Task objective
Print the entire listing. Each line must match the original exactly.

■ ■ ■ ■

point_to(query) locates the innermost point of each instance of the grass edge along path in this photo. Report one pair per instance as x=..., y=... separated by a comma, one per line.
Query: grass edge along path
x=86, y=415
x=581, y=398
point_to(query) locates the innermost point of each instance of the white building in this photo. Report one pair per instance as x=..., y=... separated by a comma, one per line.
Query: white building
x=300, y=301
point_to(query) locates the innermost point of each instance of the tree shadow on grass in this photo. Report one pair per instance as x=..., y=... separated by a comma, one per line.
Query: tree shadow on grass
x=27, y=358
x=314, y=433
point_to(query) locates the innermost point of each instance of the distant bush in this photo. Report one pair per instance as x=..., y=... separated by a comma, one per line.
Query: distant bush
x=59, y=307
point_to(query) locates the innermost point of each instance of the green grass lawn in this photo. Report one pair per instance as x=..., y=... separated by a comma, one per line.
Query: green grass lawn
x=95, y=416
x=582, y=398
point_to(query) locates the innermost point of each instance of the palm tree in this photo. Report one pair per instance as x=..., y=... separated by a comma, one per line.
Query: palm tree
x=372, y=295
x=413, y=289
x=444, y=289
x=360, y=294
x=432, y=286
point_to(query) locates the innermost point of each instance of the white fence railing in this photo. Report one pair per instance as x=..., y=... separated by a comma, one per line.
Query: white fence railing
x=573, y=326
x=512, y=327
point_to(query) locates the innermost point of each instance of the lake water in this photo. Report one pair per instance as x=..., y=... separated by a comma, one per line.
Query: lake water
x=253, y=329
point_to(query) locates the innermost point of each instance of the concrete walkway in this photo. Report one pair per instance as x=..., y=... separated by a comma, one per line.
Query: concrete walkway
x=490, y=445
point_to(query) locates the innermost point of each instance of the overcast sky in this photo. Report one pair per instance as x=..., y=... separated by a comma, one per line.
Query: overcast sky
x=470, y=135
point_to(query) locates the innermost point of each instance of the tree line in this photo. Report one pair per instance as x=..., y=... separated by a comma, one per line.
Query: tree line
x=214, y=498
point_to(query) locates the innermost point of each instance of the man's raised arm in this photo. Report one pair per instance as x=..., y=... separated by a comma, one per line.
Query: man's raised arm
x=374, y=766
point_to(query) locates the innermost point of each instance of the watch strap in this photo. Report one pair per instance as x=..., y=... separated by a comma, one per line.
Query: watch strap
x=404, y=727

■ ■ ■ ■

Your solution
point_to(query) locates the innermost point of each instance of the grass edge along path in this photo. Report one pair per instance as x=..., y=... separated by a comma, one per line.
Query: grass edge along path
x=86, y=415
x=581, y=398
point_to(query) locates the innermost point of each instance of the white building in this photo. Report one pair per instance as x=..., y=... separated by a comma, one per line.
Query: white building
x=300, y=301
point_to(query) locates the innermost point of each instance of the tree shadow on grass in this photo. Report one pair per instance as x=..., y=... separated by a comma, one per line.
Query: tree shadow on grass
x=27, y=358
x=314, y=433
point_to(query) locates the innermost point of each instance of the distant bush in this photo. Report one pair per instance as x=..., y=... separated by a comma, one per line.
Query: distant bush
x=59, y=307
point_to(query) locates the innermost point of each instance of the green grass lawn in this photo. Report one pair per instance as x=..., y=... separated by a comma, one per line.
Query: green grass lawn
x=95, y=416
x=582, y=398
point_to(query) locates the innermost point of each instance of the palm tree in this photo. Report one pair per instance as x=..., y=... separated by a comma, one per line.
Query: palm tree
x=372, y=295
x=413, y=289
x=444, y=289
x=360, y=294
x=432, y=286
point_to(query) locates the innermost point of each instance of the white fence railing in this photo. Report one pair per instance as x=..., y=... separated by a comma, one per line.
Query: white fence railing
x=573, y=326
x=512, y=327
point_to(query) locates the innermost point of each instance of the lake water in this photo. Report one pair per instance as x=..., y=... separated by a comma, one per line.
Query: lake water
x=253, y=329
point_to(query) locates the innermost point of each instance of the concrete walkway in this photo. Report one pair per instance as x=..., y=... separated by a comma, one per line.
Query: concrete walkway
x=490, y=445
point_to(query) locates the innermost point of each instance of the overcast sky in this photo. Report one pair per instance as x=..., y=... separated by a comma, one per line.
Query: overcast sky
x=470, y=135
point_to(query) locates the innermost point of each instance of the tree line in this photo. Report one pair per instance as x=..., y=... separated by a comma, one per line.
Query: tree line
x=214, y=498
point_to(query) locates the innermost point of each instance of the man's raised arm in this photo. Report one pair per instance as x=..., y=... separated by a comma, one per line.
Query: man's raised arm
x=374, y=766
point_to(query) locates the innermost point of each instance of the watch strap in this photo. Report one pair per instance as x=..., y=... separated by a comma, one per line.
Query: watch strap
x=404, y=727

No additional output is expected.